Task to complete
Please edit the data below by replacing "benchmark" with "evaluation" throughout, and leave everything else as it is.
|---|
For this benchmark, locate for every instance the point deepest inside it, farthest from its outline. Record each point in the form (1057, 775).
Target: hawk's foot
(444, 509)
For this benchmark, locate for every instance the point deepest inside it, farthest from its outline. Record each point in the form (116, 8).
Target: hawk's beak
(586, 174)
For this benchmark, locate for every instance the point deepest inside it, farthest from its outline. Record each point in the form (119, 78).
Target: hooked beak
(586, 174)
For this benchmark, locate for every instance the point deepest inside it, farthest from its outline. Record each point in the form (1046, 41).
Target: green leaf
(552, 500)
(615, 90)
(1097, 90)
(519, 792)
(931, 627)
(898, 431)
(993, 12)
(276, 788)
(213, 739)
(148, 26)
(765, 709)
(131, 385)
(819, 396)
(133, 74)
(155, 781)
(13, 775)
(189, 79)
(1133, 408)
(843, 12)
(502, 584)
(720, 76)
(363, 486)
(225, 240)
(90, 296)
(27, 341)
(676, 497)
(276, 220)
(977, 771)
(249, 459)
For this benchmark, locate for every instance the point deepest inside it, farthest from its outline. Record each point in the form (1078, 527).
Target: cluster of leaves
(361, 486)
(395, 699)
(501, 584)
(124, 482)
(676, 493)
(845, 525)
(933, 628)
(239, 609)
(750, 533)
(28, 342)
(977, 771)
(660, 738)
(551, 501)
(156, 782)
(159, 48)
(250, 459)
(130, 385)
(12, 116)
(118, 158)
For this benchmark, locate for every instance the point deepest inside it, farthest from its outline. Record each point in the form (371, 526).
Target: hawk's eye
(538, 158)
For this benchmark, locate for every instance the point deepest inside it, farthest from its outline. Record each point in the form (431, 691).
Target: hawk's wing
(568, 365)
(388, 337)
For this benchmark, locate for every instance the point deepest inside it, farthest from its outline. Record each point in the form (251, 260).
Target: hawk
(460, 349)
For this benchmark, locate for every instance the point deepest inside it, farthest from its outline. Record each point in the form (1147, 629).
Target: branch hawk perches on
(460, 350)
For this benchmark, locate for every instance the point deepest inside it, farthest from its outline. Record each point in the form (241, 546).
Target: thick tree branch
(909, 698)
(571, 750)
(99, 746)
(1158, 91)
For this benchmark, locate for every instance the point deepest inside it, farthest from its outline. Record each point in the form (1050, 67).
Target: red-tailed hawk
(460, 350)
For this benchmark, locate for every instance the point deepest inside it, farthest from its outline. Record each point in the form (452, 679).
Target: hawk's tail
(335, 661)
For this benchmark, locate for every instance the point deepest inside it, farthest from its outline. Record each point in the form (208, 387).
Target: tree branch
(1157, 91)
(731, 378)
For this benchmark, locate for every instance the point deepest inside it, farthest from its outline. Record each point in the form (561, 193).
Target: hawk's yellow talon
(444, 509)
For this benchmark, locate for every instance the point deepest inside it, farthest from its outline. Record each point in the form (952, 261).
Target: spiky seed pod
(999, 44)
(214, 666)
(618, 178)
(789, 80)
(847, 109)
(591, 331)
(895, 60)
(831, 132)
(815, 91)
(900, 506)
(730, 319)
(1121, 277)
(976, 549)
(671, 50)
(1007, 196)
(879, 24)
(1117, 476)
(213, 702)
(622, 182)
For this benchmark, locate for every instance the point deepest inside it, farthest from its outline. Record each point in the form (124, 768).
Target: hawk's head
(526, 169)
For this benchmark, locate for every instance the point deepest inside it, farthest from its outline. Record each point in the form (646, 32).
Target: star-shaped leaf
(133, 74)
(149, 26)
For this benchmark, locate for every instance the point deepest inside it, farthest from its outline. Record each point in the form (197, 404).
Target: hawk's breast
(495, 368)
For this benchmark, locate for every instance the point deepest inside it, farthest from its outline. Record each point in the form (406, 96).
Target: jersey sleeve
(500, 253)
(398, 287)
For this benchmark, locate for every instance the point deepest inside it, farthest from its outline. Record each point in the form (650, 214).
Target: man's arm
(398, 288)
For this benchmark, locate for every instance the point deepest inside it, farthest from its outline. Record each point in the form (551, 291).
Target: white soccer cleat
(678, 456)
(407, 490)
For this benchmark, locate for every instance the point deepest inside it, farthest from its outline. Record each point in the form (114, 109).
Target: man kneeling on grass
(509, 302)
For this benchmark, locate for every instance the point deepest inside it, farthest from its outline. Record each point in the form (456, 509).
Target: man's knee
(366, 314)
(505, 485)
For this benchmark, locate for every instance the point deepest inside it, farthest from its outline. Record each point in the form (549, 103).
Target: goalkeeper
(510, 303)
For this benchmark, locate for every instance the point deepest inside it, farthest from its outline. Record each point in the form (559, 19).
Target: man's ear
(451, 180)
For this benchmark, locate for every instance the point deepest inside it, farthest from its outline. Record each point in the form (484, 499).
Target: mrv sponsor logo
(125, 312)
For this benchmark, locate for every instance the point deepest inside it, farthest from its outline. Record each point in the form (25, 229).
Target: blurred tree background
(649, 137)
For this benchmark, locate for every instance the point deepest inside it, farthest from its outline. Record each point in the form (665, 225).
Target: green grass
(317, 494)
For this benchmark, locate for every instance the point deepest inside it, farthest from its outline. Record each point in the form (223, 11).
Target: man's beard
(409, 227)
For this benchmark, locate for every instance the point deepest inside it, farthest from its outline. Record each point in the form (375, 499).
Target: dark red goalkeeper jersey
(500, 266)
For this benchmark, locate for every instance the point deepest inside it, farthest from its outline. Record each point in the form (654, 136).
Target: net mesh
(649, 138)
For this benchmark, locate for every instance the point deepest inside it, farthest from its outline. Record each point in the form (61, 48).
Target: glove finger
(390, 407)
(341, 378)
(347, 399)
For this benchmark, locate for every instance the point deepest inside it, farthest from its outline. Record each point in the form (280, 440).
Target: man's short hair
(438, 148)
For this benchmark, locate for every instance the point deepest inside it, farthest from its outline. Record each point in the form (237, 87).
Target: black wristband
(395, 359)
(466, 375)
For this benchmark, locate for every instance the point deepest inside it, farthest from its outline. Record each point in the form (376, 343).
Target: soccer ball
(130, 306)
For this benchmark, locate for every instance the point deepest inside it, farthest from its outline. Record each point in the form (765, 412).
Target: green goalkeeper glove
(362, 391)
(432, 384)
|---|
Task solution
For this evaluation, locate for every instance the point deepest inside it, farthest from its outline. Record each point in the form (1057, 775).
Target: hawk's foot
(444, 509)
For this evaluation, locate for every instance the point deepest inside it, farthest from its outline. Record each point in the form (116, 8).
Target: hawk's beak
(586, 174)
For this evaluation, locate for every instance the point deepest inside it, farthest from its outline. Record each point in the form (119, 78).
Target: hooked beak
(586, 174)
For this evaluation, locate for every instance the point deepest inside it, farthest from its outline. Record each point in the form (1046, 41).
Target: green leaf
(552, 500)
(615, 90)
(1097, 90)
(519, 792)
(931, 627)
(898, 431)
(993, 12)
(276, 788)
(213, 739)
(148, 26)
(765, 709)
(131, 385)
(819, 396)
(133, 74)
(155, 781)
(13, 775)
(189, 79)
(1133, 408)
(843, 12)
(502, 584)
(720, 76)
(363, 486)
(225, 240)
(90, 296)
(27, 341)
(676, 497)
(276, 220)
(977, 771)
(249, 459)
For this evaluation, locate for every instance the point deepest inside it, farthest from its outline. Record each point in the form (1078, 527).
Target: cluster of leaves
(361, 486)
(395, 699)
(501, 584)
(124, 482)
(676, 493)
(845, 525)
(933, 628)
(239, 609)
(750, 533)
(28, 342)
(977, 771)
(660, 738)
(551, 501)
(156, 782)
(159, 48)
(250, 459)
(130, 385)
(12, 116)
(118, 158)
For this evaluation, locate for every instance the point deepest inside it, farthest from its outline. Record each point in the form (371, 526).
Target: hawk's eye
(538, 158)
For this evaluation, locate for every instance the point deepest inside it, farthest from its outline. Record each point in the form (431, 691).
Target: hawk's wing
(568, 365)
(388, 337)
For this evaluation, locate for every instance the point deepest inside it, farthest from its outline. Record each point in the form (251, 260).
Target: hawk
(460, 349)
For this evaluation, locate for every instance the point deepest inside it, farthest from its outline. Record each point in the form (1147, 629).
Target: branch hawk perches on
(460, 350)
For this evaluation, locate for every instance the point deepest inside it, farthest from its outline. Record each point in the form (241, 546).
Target: thick tree branch
(909, 698)
(571, 750)
(99, 746)
(1158, 91)
For this evaluation, locate for every instance the point deepest inside it, farthest from its outline. Record each point in the form (1050, 67).
Target: red-tailed hawk
(460, 350)
For this evaluation, locate for every instance the point deepest inside it, farthest from its outline. Record each point in the form (452, 679).
Target: hawk's tail
(335, 661)
For this evaluation, locate for every instance the point deepest inside it, farthest from its outline. Record each point in the form (208, 387).
Target: tree branch
(1157, 91)
(731, 378)
For this evaluation, locate for every instance the point deepest inside it, farthest from its outline. Record each point in the form (561, 193).
Target: hawk's yellow talon
(444, 509)
For this evaluation, locate for every instance the point deepest inside it, farthest from its outline. Record each point in the form (952, 261).
Target: spiky seed pod
(999, 44)
(214, 666)
(618, 178)
(789, 80)
(847, 109)
(591, 331)
(895, 60)
(831, 132)
(815, 91)
(900, 506)
(730, 319)
(1121, 277)
(976, 549)
(671, 50)
(1007, 196)
(879, 24)
(1117, 476)
(213, 702)
(622, 182)
For this evaluation, locate for every instance the point deepest inside it, farthest from its outline. Record each point in the form (124, 768).
Target: hawk's head
(526, 169)
For this evaluation, locate for every instance the point deepest inside it, farthest from its outline. Record each point in the form (646, 32).
Target: star-shaped leaf
(133, 74)
(149, 26)
For this evaluation, locate for every instance the point deepest inside it, farthest from its outline. Record each point in the form (197, 404).
Target: hawk's breast
(495, 368)
For this evaluation, locate for every instance the point deepest inside it, farthest from its outline. Record each point in the form (406, 96).
Target: jersey sleeve
(500, 253)
(398, 287)
For this evaluation, locate for every instance the point deepest inside it, farthest from its outline. Record each point in the form (650, 214).
Target: man's arm
(398, 288)
For this evaluation, locate for every instance the point deepest inside it, farthest from its outline. Record each point in the form (551, 291).
Target: white soccer cleat
(678, 456)
(407, 490)
For this evaluation, locate for every instance the point deepest inside it, farthest from its outline. Record each point in the form (114, 109).
Target: man kneeling on grass
(509, 302)
For this evaluation, locate for every instance the point deepest inside it, farthest from its outline. Record each point in the form (456, 509).
Target: man's knee
(366, 314)
(505, 485)
For this evaluation, locate for every instance the point deepest inside it, farthest from its outline. Record each point in the form (549, 103).
Target: goalkeeper
(510, 303)
For this evaluation, locate for every instance the point deepest inside it, farthest from its outline. Record each point in the form (559, 19).
Target: man's ear
(451, 180)
For this evaluation, locate for every instance the point deepest inside it, farthest from its outline. Record each point in the form (484, 499).
Target: mrv sponsor logo
(125, 312)
For this evaluation, locate for every instance the point deepest inside it, farthest from its outline. Record each point in the form (25, 229).
Target: blurred tree background
(649, 137)
For this evaluation, locate for every instance the point deepest inside it, farthest from its outline. Record each point in the form (665, 225).
Target: green grass
(317, 494)
For this evaluation, locate for every instance the point deepest inside it, farthest from its outline. Record each point in the form (223, 11).
Target: man's beard
(409, 227)
For this evaluation, locate for every instance the point deepest inside it, farthest from its outline. Record each point in the form (375, 499).
Target: dark red goalkeeper jersey
(500, 266)
For this evaluation, locate for every instance the point deepest inside it, farthest from its outline. Record each point in the form (654, 136).
Target: net mesh
(649, 138)
For this evaluation, locate for every instance the point deepest inside it, farthest from its outline. Record each point in the form (61, 48).
Target: glove finger
(390, 407)
(341, 378)
(347, 399)
For this evaluation, locate for every instance the point deepest inside it, farthest from its outline. Record each point in the form (280, 440).
Target: man's short hair
(438, 148)
For this evaluation, locate for every instance the point deepest inside it, farthest from its outline. Record each point in the form (237, 87).
Target: black wristband
(395, 359)
(466, 375)
For this evaluation, locate for every instance the point deepest inside it, farthest from its outline. Record each point in the form (376, 343).
Target: soccer ball
(130, 306)
For this evaluation, locate for every instance the point deepest inside it, farthest from its outline. Record each point in the form (765, 412).
Target: green goalkeeper glove
(362, 391)
(432, 384)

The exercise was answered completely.